TAREFAS:
1 - Segundo o texto sobre autor e ator no teatro, o que um texto teatral exige para se realizar integralmente?
2 - Escreva a continuação do texto sobre autor e ator no teatro, a partir da última frase apresentada.

TRECHO DA PÁGINA:
::::::::::

Indagar quem teria surgido antes, o autor ou o ator, pode parecer uma pergunta tão desgastada quanto investigar quem apareceu ants, o ovo ou a galinha. A necessária existência de um autor não pode também ser confundida com uma visão restritiva do problema. A realização de um espetáculo, ensaiado ou improvisado, formalmente rígido e acabado ou aberto e deliberadamente incompleto, pressupõe uma proposta temática e ideológica. E uma organização cênica básica, mal ou bem definida. É evidente que em muitas ocasiões, inclusive no exercício do mais absoluto improviso, a figura do autor pode confundir-se com a do ator. Mesmo que seja uma identificação circunstancial. É igualmente evidente que o autor pode ser mais que um, dissolvendo-se a autoria no coletivo de trabalho. A questão coloca sérias interrogações: será o ator, elemento central e agente criativo do espetáculo vivo, único indispensável, um indivíduo limitado à condição de intérprete? E não apenas intérprete da realidade e dos homens, mas também de propostas ideológicas ou projetos artísticos que o utilizam como instrumento?





VII



Um espetáculo de teatro, seja tragédia ou comédia, drama ou revista musical, mímica ou ópera, pode ter como ponto de partida um texto escrito em seus mínimos detalhes. Com diálogos completos e indicações cênicas, expondo conflitos entre personagens perfeitamente delineados e narrando as relações que os homens estabelecem entre si em determinadas circunstâncias. Como obra literária - e também musical, no caso de opereta, ou de ópera - está completa: como texto teatral, entretanto, exige para realizar-se integralmente, ser encenado. Ou seja, assumir o espaço cênico, corporificado por intérpretes que, obedecendo a uma concepção preliminarmente estabelecida, criem um confronto de emoção e raciocínio com os espectadores. Mas nem todo espetáculo necessariamente existe a partir de um texto. Pode, por exemplo, nascer de simples indicações de ação e conflitos. Ou transformar em matéria cênica uma proposta de trabalho vagamente redigida, um poema, uma narrativa que sugira elementos cênicos, uma idéia inicial a ser improvisada numa prática imprevisível, etc. O autor destes diferentes estímulos iniciais será fielmente o autor do espetáculo? Na melhor das hipóteses poderemos responder: nem sempre.

Existe uma escrita literária, também chamada escrita dramática, que efetivamente pertence ao domínio do teatro, mas igualmente tem seu espaço na história da literatura. Existe uma escrita cênica, que desenvolve uma linguagem específica, que frequentemente parte da escrita dramática. Mas nem sempre.

::::::::::

MATERIAL FORNECIDO:
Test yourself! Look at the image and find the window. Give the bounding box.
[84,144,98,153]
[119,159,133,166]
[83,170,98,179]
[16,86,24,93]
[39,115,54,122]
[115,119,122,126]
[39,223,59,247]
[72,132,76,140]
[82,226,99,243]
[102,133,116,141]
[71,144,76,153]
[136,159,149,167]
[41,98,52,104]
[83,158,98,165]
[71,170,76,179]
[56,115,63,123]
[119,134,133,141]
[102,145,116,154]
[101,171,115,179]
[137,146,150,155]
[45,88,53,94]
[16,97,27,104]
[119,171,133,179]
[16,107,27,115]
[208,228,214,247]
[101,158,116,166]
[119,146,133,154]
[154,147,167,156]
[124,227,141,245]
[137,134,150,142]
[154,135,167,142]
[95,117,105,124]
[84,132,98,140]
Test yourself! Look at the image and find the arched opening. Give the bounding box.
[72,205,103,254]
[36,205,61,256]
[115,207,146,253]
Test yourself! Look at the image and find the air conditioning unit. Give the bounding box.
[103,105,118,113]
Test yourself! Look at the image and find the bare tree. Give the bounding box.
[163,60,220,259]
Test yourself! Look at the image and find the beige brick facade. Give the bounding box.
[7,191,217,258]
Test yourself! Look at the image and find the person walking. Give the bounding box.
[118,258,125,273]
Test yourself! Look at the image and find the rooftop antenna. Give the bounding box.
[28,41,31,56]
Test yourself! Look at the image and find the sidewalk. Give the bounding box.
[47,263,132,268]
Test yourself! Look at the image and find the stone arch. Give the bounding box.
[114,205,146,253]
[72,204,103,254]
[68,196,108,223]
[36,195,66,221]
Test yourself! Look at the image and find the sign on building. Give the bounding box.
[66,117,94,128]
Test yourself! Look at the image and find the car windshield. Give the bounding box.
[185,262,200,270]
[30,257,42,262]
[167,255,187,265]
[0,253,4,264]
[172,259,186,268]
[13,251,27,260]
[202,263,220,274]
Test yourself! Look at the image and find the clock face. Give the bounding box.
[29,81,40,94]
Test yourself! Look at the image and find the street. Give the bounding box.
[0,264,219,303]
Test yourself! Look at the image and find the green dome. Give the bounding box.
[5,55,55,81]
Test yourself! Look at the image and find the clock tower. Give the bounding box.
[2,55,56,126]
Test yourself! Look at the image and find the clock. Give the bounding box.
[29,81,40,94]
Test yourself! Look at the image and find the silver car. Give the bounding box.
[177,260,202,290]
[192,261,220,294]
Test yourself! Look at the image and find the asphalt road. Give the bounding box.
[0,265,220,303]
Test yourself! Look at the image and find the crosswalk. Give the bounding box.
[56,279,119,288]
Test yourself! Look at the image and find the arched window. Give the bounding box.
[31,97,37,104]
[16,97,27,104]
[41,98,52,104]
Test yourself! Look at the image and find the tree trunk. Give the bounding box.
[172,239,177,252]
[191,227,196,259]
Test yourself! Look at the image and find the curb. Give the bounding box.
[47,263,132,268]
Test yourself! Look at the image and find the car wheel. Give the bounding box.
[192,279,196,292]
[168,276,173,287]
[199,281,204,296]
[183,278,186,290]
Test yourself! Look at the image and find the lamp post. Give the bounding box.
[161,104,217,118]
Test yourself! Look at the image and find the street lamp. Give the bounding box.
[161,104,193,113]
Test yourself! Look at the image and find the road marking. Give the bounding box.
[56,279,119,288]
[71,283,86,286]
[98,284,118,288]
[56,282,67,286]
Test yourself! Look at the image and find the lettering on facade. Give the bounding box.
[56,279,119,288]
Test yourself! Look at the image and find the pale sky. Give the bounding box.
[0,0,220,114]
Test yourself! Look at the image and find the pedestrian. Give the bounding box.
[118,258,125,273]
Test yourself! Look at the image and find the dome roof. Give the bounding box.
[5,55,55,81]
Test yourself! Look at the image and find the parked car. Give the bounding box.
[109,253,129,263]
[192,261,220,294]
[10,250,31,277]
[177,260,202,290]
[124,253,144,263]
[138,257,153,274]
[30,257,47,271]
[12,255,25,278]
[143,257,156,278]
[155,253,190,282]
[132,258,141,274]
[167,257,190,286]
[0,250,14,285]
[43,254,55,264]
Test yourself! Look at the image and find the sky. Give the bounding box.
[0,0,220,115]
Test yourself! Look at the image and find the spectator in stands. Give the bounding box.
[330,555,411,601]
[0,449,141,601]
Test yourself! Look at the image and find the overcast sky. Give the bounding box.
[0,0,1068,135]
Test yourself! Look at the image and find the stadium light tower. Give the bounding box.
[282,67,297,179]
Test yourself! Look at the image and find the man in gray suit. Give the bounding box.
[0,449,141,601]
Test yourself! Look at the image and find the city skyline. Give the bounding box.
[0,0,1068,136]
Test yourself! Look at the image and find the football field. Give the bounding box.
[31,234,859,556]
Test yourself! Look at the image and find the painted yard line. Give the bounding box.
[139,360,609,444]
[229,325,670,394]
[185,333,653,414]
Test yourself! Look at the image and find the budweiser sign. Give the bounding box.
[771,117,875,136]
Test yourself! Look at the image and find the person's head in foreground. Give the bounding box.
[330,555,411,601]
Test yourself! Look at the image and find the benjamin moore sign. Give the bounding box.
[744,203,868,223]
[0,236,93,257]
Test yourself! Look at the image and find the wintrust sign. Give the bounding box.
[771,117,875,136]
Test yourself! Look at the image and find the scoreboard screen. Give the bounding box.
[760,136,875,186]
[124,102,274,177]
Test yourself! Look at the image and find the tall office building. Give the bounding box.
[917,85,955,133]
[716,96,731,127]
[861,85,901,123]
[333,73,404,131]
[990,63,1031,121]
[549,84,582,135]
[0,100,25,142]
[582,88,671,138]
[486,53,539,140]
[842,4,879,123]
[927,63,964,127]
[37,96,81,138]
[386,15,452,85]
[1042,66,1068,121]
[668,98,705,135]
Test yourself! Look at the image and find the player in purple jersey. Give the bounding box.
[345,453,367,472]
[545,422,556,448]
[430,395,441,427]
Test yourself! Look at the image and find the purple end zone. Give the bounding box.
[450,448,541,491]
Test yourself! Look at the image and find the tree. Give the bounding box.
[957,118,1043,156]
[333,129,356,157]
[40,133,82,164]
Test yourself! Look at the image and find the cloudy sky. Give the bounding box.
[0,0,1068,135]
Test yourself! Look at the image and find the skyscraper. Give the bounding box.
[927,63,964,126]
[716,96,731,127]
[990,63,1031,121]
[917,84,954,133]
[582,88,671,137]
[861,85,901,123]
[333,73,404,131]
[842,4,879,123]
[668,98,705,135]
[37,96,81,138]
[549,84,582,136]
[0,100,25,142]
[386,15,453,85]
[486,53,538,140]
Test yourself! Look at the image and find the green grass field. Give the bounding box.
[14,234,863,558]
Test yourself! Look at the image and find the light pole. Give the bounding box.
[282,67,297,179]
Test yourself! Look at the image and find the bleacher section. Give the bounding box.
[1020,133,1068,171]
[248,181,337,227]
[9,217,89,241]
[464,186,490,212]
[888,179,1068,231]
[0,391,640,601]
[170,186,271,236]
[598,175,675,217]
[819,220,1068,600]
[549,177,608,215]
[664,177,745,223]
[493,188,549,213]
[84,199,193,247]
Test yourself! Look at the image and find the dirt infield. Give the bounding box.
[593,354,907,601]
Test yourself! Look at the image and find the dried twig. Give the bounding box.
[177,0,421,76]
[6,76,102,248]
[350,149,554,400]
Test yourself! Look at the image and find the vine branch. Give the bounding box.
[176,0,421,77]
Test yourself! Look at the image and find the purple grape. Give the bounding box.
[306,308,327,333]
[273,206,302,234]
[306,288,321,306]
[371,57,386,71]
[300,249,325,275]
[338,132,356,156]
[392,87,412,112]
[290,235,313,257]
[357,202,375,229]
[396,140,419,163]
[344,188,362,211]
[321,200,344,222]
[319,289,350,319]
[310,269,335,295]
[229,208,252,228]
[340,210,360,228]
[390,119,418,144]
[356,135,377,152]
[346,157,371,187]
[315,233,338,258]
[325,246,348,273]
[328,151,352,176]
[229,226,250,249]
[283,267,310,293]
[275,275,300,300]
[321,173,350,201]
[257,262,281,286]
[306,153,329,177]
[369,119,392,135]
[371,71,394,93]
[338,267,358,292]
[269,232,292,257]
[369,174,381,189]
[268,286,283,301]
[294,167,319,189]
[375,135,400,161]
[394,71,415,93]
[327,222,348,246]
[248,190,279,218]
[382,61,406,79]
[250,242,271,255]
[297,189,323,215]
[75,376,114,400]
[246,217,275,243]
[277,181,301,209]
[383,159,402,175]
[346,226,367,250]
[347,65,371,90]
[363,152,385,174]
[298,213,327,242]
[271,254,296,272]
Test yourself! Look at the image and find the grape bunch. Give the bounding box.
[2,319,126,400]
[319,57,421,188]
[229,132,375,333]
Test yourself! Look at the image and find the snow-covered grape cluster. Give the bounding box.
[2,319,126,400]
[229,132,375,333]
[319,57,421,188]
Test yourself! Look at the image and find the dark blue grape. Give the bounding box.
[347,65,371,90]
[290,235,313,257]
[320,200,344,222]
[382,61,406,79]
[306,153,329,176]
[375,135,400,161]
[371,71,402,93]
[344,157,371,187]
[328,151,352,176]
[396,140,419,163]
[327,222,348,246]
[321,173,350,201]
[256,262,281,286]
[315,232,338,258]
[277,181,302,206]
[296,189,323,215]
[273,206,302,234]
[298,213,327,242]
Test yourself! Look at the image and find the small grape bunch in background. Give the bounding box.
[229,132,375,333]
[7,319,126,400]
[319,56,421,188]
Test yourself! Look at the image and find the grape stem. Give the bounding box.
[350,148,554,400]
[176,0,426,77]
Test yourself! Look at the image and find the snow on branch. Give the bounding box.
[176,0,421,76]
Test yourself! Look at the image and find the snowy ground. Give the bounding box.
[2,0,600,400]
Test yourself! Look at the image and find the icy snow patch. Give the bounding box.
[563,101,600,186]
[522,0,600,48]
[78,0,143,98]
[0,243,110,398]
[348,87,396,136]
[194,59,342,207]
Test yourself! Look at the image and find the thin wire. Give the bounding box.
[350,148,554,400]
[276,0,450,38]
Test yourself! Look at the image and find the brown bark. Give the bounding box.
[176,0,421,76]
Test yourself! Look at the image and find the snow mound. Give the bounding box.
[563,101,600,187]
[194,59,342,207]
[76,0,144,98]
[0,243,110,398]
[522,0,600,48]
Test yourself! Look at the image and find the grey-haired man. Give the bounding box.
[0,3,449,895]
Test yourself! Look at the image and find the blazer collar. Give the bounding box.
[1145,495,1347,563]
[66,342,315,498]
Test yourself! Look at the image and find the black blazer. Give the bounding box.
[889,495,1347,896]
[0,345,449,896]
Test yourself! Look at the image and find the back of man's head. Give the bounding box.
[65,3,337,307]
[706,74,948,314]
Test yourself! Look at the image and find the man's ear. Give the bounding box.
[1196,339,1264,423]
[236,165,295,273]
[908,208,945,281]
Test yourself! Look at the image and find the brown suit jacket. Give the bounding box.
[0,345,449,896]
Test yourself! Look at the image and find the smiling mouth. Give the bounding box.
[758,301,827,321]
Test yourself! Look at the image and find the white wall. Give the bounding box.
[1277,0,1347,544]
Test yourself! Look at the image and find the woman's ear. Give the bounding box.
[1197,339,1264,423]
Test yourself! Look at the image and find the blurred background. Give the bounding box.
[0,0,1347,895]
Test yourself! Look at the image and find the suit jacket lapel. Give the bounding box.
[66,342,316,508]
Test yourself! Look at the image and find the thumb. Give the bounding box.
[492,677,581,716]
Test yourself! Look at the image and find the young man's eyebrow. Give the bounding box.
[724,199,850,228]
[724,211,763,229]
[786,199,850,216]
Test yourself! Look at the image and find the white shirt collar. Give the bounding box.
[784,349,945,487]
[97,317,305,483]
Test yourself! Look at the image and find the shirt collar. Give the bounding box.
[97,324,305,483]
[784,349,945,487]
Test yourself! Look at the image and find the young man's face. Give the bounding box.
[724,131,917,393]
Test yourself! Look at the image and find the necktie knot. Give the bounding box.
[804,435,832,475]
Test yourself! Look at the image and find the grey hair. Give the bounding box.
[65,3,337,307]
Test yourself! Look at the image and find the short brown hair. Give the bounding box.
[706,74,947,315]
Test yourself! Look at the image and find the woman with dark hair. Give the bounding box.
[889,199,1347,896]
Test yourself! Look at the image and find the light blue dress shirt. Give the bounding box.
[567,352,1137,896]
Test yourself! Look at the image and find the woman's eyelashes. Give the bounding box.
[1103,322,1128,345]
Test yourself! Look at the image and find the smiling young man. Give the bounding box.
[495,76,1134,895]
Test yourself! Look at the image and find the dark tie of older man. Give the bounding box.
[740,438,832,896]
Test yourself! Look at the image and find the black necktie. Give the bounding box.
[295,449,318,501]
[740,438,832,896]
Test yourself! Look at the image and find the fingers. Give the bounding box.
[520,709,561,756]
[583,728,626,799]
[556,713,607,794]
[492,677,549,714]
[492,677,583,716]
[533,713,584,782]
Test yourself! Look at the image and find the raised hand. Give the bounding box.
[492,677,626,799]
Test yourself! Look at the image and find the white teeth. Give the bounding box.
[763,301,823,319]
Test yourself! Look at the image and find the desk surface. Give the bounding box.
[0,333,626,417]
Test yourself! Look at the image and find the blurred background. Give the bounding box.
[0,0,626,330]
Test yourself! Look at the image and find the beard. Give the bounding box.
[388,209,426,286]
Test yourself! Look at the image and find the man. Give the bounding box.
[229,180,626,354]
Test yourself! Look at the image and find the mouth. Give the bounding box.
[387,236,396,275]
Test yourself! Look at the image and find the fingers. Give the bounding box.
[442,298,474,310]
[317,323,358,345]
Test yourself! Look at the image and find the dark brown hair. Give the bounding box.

::::::::::

RESPOSTAS:
1 - Exige ser encenado.

2 -
Mais um aspecto exaustivamente discutido através da trajetória histórica do teatro: como se estabelecem as relações de liberdade e/ou subordinação entre o autor da obra literária (sobretudo quando se trata de um texto escrito enquanto literatura dramática, destinado ao palco e sem condições de atingir sua plenitude poética e ideológica quando é simplesmente lido) e o autor do espetáculo (aquele que organiza a linguagem teatral, tarefa desempenhada por muitos através dos anos, hoje resultado das opções e concepções do encenador)? Melhor: existem duas autorias? Ou uma delas é determinante e, predominando de forma decisiva, define o significado do espetáculo?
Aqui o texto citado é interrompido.